**What to work on:**
Take the line that contains "Keypoint placement rule: for each instance of the wooden" as the first line and the last line of the material below as the final one; reproduce exactly the lines between, inclusive.
╭──
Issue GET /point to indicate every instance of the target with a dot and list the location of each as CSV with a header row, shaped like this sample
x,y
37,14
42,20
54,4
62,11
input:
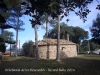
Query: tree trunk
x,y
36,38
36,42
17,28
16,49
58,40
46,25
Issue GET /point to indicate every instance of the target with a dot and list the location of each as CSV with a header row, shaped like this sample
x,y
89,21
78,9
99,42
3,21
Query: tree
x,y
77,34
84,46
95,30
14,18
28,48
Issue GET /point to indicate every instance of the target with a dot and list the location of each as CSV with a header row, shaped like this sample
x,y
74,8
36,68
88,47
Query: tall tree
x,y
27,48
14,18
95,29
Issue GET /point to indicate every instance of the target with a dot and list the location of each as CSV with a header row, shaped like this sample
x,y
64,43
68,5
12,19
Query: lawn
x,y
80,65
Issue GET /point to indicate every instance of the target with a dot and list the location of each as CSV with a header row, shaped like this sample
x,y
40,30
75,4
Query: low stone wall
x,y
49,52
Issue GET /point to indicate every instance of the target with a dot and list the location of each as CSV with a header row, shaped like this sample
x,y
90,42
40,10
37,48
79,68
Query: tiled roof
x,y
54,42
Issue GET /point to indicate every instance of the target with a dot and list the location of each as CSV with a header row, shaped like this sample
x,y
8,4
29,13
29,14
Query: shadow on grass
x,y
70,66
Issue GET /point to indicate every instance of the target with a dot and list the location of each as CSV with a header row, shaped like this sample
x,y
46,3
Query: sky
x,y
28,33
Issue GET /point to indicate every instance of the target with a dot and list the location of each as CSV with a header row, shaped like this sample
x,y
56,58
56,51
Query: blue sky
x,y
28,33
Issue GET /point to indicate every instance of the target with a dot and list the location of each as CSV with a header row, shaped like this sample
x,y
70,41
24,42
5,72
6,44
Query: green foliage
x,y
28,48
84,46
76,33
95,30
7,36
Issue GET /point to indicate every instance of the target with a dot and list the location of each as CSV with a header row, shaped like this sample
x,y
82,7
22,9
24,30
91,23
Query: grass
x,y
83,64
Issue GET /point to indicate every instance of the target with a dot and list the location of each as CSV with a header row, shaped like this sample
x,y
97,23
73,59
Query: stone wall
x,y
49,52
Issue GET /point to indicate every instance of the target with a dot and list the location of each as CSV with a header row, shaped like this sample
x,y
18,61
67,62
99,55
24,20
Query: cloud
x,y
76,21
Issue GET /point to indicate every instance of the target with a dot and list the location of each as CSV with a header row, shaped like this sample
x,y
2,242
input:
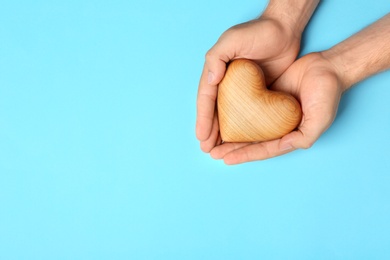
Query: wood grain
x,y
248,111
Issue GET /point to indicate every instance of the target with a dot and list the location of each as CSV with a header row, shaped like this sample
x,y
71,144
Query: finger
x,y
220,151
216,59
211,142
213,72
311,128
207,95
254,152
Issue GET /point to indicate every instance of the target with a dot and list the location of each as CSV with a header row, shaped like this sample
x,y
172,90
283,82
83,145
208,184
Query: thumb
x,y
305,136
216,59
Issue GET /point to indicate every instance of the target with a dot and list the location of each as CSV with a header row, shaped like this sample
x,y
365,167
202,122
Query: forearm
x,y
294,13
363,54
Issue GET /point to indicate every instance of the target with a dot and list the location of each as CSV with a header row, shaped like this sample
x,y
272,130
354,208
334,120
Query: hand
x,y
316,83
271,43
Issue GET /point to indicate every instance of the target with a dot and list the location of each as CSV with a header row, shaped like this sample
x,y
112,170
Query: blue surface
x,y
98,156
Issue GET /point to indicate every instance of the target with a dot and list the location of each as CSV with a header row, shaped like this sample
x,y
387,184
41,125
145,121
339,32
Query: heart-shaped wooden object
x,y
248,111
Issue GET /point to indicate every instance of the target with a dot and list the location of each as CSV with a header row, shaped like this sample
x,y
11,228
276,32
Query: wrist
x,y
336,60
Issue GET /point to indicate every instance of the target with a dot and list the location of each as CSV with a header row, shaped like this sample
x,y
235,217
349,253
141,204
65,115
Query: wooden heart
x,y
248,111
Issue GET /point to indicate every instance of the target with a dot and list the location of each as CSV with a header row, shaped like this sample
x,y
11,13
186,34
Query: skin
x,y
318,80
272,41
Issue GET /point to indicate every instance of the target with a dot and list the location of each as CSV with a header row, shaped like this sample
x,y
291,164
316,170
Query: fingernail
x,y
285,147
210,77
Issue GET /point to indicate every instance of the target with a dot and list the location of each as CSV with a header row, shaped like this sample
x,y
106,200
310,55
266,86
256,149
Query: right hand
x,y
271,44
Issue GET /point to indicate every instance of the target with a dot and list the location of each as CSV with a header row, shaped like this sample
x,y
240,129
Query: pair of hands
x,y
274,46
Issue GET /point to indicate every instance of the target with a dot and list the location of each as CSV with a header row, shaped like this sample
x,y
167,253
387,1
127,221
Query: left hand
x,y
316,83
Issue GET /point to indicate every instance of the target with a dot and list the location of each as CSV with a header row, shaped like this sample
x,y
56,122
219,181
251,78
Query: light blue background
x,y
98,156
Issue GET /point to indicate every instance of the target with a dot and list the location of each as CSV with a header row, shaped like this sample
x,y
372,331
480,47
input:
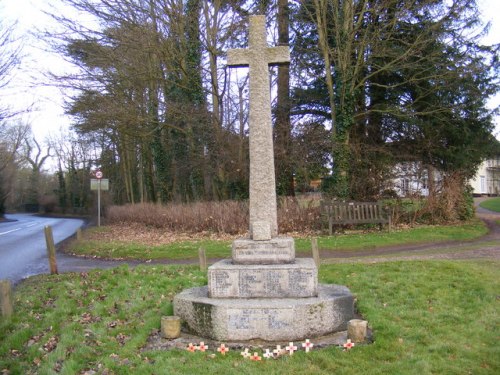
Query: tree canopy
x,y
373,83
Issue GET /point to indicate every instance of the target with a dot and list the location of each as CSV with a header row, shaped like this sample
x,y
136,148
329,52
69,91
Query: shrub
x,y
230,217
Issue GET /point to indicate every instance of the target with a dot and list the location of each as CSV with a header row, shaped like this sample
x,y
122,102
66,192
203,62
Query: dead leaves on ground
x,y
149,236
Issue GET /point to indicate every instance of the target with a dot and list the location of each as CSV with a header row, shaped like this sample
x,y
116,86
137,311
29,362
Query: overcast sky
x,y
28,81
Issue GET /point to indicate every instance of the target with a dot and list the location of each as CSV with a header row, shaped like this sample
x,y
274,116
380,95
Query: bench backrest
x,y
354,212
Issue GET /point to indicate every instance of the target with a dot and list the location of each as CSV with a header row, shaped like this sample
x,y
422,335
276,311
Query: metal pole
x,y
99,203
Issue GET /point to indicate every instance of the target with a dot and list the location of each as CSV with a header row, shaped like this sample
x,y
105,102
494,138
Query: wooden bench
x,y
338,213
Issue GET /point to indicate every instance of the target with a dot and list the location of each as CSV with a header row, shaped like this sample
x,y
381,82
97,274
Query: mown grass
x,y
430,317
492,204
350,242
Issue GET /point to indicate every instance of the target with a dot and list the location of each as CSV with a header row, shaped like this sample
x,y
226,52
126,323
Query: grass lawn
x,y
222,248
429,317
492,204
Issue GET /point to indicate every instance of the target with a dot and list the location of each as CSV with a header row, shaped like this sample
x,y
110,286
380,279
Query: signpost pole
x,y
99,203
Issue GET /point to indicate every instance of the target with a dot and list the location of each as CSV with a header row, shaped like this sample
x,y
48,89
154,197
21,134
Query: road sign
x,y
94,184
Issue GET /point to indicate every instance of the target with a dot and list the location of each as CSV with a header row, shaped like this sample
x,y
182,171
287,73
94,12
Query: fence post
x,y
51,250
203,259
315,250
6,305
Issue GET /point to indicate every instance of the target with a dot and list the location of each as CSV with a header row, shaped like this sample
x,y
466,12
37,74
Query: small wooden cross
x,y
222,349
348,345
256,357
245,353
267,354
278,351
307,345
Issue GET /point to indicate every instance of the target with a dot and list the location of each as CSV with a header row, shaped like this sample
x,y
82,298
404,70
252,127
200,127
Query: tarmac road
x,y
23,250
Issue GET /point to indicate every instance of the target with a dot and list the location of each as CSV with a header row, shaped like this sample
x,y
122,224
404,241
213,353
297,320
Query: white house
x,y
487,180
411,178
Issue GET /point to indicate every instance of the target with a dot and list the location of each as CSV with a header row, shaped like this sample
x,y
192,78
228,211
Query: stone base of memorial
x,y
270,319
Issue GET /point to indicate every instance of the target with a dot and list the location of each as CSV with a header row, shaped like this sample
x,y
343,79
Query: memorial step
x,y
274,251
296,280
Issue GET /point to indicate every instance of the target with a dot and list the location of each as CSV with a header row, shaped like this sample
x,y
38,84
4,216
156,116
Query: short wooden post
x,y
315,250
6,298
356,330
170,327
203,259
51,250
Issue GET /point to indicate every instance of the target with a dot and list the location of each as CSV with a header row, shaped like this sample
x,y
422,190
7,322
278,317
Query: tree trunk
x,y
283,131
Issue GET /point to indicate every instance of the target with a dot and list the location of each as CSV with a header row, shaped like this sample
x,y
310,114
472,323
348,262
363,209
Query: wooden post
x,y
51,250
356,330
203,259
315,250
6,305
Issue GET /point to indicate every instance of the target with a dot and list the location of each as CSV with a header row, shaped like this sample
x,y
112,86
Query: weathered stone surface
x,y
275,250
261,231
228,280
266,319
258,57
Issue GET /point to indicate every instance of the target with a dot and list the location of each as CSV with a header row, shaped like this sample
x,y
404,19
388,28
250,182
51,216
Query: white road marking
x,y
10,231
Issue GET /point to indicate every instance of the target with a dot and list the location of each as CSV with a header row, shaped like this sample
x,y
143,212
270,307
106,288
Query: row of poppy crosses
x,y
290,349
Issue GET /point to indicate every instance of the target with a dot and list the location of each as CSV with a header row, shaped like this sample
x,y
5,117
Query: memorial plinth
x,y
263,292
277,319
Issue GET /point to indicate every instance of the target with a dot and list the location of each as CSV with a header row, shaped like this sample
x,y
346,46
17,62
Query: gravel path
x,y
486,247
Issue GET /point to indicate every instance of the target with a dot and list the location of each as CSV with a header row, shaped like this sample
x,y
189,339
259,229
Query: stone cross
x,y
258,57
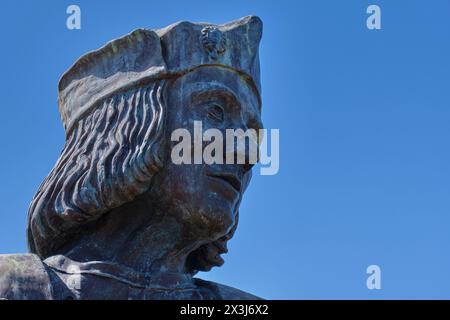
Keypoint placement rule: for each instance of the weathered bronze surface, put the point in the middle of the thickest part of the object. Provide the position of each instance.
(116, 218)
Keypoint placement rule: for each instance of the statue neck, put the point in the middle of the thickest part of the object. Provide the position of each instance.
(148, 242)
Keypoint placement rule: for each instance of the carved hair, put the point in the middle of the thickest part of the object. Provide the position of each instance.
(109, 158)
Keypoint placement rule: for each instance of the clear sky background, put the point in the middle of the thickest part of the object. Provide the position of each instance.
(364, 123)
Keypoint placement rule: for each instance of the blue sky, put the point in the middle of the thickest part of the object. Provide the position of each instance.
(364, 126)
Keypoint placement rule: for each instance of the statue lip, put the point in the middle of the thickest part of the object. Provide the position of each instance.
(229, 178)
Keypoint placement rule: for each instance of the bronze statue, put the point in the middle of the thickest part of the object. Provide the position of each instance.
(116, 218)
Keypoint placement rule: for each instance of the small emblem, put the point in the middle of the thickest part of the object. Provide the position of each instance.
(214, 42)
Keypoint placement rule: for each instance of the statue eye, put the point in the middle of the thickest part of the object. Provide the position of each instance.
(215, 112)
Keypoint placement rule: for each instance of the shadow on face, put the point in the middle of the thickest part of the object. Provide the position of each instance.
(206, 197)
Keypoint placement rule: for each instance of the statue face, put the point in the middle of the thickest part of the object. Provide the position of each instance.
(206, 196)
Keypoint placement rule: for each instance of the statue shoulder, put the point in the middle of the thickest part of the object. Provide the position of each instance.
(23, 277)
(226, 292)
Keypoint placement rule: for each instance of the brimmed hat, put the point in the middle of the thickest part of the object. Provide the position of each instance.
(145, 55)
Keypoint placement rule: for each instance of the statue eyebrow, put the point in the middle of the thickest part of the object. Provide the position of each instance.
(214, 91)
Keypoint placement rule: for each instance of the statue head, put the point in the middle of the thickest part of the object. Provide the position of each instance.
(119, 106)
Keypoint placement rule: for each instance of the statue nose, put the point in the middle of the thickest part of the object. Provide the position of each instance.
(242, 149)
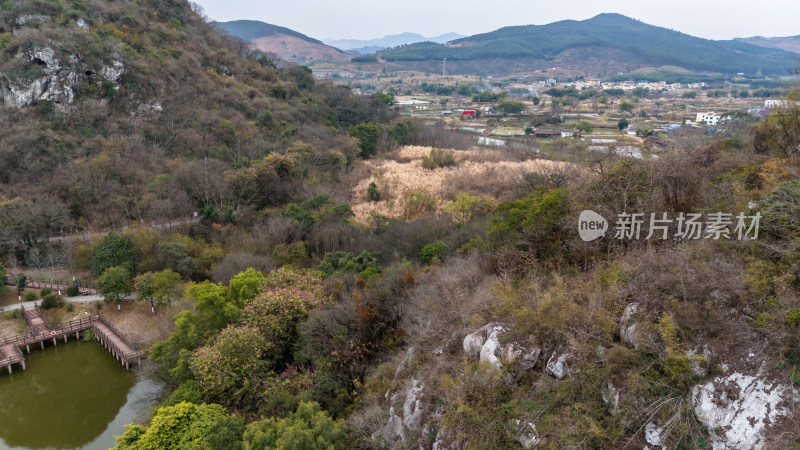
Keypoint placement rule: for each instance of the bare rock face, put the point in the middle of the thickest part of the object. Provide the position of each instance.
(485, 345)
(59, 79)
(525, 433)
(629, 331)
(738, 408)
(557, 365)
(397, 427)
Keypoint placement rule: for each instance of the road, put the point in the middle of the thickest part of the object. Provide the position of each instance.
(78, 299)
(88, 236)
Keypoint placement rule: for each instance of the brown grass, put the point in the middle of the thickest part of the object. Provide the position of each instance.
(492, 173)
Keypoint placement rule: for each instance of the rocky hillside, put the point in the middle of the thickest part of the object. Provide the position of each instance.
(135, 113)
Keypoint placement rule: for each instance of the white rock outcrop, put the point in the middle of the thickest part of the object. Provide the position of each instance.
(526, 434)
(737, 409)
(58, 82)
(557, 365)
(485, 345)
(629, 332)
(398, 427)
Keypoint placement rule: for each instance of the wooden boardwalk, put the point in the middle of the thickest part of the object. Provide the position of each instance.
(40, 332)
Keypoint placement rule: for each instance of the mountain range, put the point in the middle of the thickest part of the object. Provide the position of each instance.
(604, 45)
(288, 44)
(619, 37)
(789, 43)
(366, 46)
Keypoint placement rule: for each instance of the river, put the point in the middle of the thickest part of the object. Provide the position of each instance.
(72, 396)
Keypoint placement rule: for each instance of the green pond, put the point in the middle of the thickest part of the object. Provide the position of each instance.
╰──
**Result of this task:**
Keypoint placement rule: for each instance of the wooden boardwalk, put the point in the middle of the thickest part of the object. Provide the position of each instance.
(40, 332)
Keypoint placement rule: for each instance of the mountain range, put the point in the middle of the thickest part of the object. Provide the position of each instance.
(604, 45)
(288, 44)
(619, 37)
(789, 43)
(366, 46)
Keypoint placement rule: for each instance of the river, put the point in the middle of the thickest part of the object. Provide the position of each instance.
(72, 396)
Keypoint placement rule: for each instance of the green pond, put the point in the middle of the thickest part of the object. Provide the position of each instance.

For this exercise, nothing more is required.